# ACTIVITY:
Find each line of the material below that contains the string "clicks" and copy those lines in full. Matching is case-sensitive.

# EXERCISE MATERIALS:
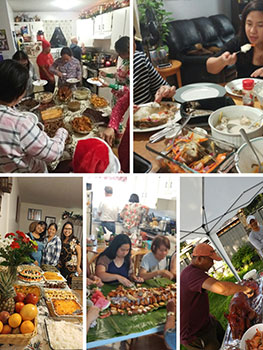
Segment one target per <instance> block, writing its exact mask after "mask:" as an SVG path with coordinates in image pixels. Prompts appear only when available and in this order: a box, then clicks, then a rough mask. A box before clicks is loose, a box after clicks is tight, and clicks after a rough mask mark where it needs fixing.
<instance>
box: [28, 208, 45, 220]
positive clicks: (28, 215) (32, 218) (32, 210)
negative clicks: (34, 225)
mask: <svg viewBox="0 0 263 350" xmlns="http://www.w3.org/2000/svg"><path fill="white" fill-rule="evenodd" d="M41 219H42V210H41V209H33V208H28V212H27V220H31V221H40V220H41Z"/></svg>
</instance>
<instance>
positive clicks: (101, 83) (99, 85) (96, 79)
mask: <svg viewBox="0 0 263 350" xmlns="http://www.w3.org/2000/svg"><path fill="white" fill-rule="evenodd" d="M87 82H88V83H89V84H93V85H97V86H102V85H103V84H105V81H104V80H103V79H102V78H100V77H94V78H89V79H87Z"/></svg>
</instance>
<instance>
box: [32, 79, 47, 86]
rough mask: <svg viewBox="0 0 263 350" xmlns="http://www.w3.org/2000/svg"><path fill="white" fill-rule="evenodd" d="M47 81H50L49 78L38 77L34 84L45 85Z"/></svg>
mask: <svg viewBox="0 0 263 350" xmlns="http://www.w3.org/2000/svg"><path fill="white" fill-rule="evenodd" d="M47 83H48V82H47V80H44V79H38V80H35V81H33V85H34V86H45V85H47Z"/></svg>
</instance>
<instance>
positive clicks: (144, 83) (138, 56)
mask: <svg viewBox="0 0 263 350" xmlns="http://www.w3.org/2000/svg"><path fill="white" fill-rule="evenodd" d="M162 85H168V84H167V82H166V81H165V80H164V79H163V78H162V77H161V76H160V74H159V73H158V72H157V71H156V70H155V69H154V67H153V65H152V64H151V62H150V60H149V58H148V57H147V56H146V55H145V54H144V53H143V52H140V51H135V53H134V56H133V102H134V104H136V105H139V104H142V103H148V102H151V101H154V97H155V94H156V92H157V90H158V89H159V88H160V86H162Z"/></svg>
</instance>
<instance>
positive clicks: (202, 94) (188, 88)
mask: <svg viewBox="0 0 263 350" xmlns="http://www.w3.org/2000/svg"><path fill="white" fill-rule="evenodd" d="M225 94H226V90H225V88H224V87H223V86H221V85H217V84H213V83H195V84H189V85H186V86H183V87H181V88H179V89H177V90H176V94H175V96H174V99H175V100H176V101H177V102H179V103H184V102H188V101H197V100H204V99H207V98H215V97H223V96H224V95H225Z"/></svg>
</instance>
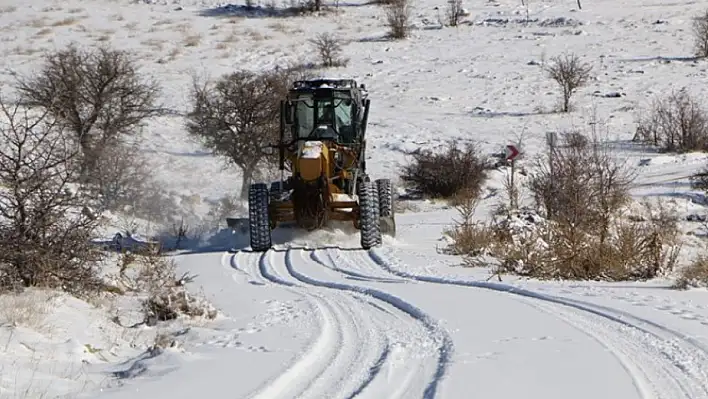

# RESULT FOR THIS EXERCISE:
Segment one target per <instance> block, writing its exact mask after "mask:" as an SVG path with coordinates in image pixels. Prompts appear only when available and in this order: a box, then clicks, then a rough mask. A box before clicks is loose, a box after clicks is tight, and clicks after a rough mask mark where it needs fixing.
positive clicks: (28, 215) (32, 218) (32, 210)
negative clicks: (34, 225)
positive clicks: (101, 83) (99, 85) (96, 79)
positive clicks: (144, 83) (138, 56)
positive clicks: (202, 94) (188, 88)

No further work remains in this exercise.